DIRECTIVE
Print the listing word for word, starting with the line that contains "Target: storefront sign" and going on through the last line of the listing.

RECORDED DATA

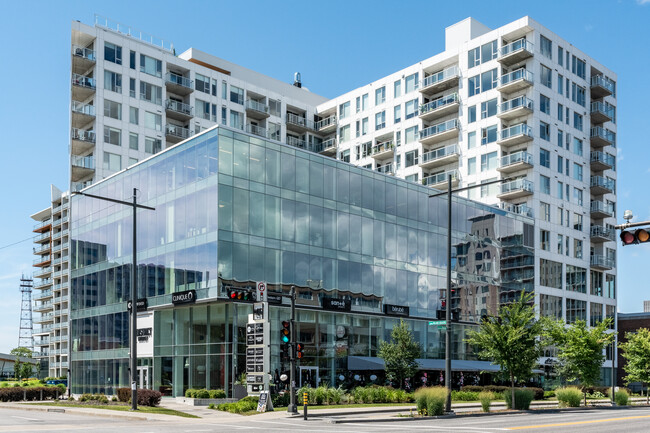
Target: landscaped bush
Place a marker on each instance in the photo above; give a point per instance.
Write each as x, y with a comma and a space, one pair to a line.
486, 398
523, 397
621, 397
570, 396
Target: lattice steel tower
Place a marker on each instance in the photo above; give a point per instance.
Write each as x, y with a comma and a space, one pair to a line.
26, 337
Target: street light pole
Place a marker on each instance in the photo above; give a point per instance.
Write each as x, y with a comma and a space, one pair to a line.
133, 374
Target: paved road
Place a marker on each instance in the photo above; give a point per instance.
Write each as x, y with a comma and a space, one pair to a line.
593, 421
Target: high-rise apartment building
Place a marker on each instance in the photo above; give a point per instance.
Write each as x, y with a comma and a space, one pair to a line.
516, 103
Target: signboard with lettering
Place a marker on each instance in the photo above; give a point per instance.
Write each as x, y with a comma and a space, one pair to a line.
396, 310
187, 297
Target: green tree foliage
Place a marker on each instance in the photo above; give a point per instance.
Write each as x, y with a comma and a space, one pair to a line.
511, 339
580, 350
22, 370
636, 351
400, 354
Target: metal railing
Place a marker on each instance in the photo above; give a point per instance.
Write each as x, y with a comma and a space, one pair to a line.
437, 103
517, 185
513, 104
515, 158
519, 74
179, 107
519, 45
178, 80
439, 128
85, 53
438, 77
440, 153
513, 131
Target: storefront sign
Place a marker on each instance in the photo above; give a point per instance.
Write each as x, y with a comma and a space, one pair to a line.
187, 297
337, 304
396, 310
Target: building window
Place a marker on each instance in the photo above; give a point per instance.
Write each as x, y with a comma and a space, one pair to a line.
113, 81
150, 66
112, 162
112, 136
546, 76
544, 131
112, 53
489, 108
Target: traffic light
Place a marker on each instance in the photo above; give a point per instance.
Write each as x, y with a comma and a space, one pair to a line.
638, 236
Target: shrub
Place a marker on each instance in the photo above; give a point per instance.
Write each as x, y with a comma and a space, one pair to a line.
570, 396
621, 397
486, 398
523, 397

OUTPUT OF THE EXERCISE
Target: storefront sign
Place a marker on each instance in the photo above; give a point per instance.
Write each as x, y with a comma and a space, one pair to a line.
187, 297
337, 304
396, 310
Target: building window
Place a marker on each instance in the photo above; give a point per instance.
Write each as x, y with a comma and a space, one pair to a line.
113, 81
150, 66
112, 162
112, 136
546, 76
544, 131
112, 53
489, 108
Target: traffic light
Place a marker on each instance in the photo above; give a point per instance.
Write each as x, y with a comma and a space, one pair to a line.
638, 236
Target: shrub
Place a marker on each instance in the photo above; give a point per instance.
Write each as x, y with a comma and a space, one pair to a line.
570, 396
621, 397
486, 398
523, 397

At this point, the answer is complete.